* [TEXTO]:
▼▼▼

Luisa Valenzuela, Entrecruzamientos. Alfaguara 2014, 258 pp.

 

Ubicación

“Al argentino lo conocí en México, al mexicano en París, lindo entrecruzamiento”, dice la voz, inconfundible, de Luisa Valenzuela (Buenos Aires, 1938). Pero, celebrada en Estados Unidos y Europa, en Latinoamérica quizá todavía debe ser presentada (ese breve recordatorio que ofrecía Diamela Eltit al atender la internacionalización del Boom: un mapa literario marcado por la ausencia de sus escritoras). Así pues, la obra de Luisa Valenzuela inicia en 1966 con Hay que sonreír, pasa por El gato eficaz, su novela emblemática, publicada por Joaquín Mortiz en 1972 y, entre novelas, colecciones de cuento, antologías y memorias, sigue ensanchándose hasta hoy.

Pero el Boom, ¿otra vez? El pretexto es tentador: Entrecruzamientos (o también: EntrecruXamientos) hila una serie de correspondencias entre Carlos Fuentes y Julio Cortázar que van de lo literario a lo político, de lo biográfico a lo misterioso. Pero es más. Es una memoria en la que Luisa aparece como una lectora dedicada pero también como protagonista de encuentros y conversaciones con ambos autores, dispersos a lo largo de su prolífica carrera literaria y periodística. También, pese a su reticencia por emplazarlo desde lo académico (“no será un trabajo crítico sino uno de espeleología”), se trata de un trabajo de interpretación y de literatura comparada, que vincula a dos escritores a los que no se les suele estudiar juntos. Es, por último, un juego literario, un hipertexto o laberinto espiralado, como le hubiera gustado a Julio, que por medio de fichas con títulos como Fronteras, Deseo, Cristales, Buñuel, etcétera., penetra en los temas de Fuentes (el Tiempo y el Doble) y Cortázar (el borde de lo indecible, el fondo indeterminado de las cosas). En el mejor de los casos, es un libro infinito, un poco como Rayuela, con falsas entradas y salidas, que a todo momento se cuestiona el acto de escribir: “Más que escritura, se está en situación de lectura constante. Toda escritura es un intento de lectura”.

▲▲▲

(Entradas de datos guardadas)
▼▼▼

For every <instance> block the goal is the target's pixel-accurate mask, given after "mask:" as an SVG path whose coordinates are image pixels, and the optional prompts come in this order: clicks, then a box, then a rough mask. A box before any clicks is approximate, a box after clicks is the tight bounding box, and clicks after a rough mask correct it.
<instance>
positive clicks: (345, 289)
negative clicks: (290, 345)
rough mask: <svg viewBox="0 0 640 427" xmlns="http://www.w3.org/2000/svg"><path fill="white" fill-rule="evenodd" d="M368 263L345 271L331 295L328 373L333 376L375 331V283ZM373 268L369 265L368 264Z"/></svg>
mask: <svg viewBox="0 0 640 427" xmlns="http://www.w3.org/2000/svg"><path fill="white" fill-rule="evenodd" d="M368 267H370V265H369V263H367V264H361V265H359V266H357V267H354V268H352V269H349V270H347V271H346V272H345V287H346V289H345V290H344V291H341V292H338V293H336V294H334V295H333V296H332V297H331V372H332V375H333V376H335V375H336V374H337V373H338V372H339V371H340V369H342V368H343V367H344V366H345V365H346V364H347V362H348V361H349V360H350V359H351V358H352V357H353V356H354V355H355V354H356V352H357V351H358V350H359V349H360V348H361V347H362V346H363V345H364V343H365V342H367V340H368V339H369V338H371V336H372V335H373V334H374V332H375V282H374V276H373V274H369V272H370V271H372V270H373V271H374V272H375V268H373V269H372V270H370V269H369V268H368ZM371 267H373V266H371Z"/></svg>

▲▲▲

* [ENUNCIADO]:
Reproduce literalmente el pasaje de la reseña que empieza en las palabras "Luisa Valenzuela, Entrecruzamientos. Alfaguara" y termina después de "ensanchándose hasta hoy.".

* [RESULTADO]:
Luisa Valenzuela, Entrecruzamientos. Alfaguara 2014, 258 pp.

 

Ubicación

“Al argentino lo conocí en México, al mexicano en París, lindo entrecruzamiento”, dice la voz, inconfundible, de Luisa Valenzuela (Buenos Aires, 1938). Pero, celebrada en Estados Unidos y Europa, en Latinoamérica quizá todavía debe ser presentada (ese breve recordatorio que ofrecía Diamela Eltit al atender la internacionalización del Boom: un mapa literario marcado por la ausencia de sus escritoras). Así pues, la obra de Luisa Valenzuela inicia en 1966 con Hay que sonreír, pasa por El gato eficaz, su novela emblemática, publicada por Joaquín Mortiz en 1972 y, entre novelas, colecciones de cuento, antologías y memorias, sigue ensanchándose hasta hoy.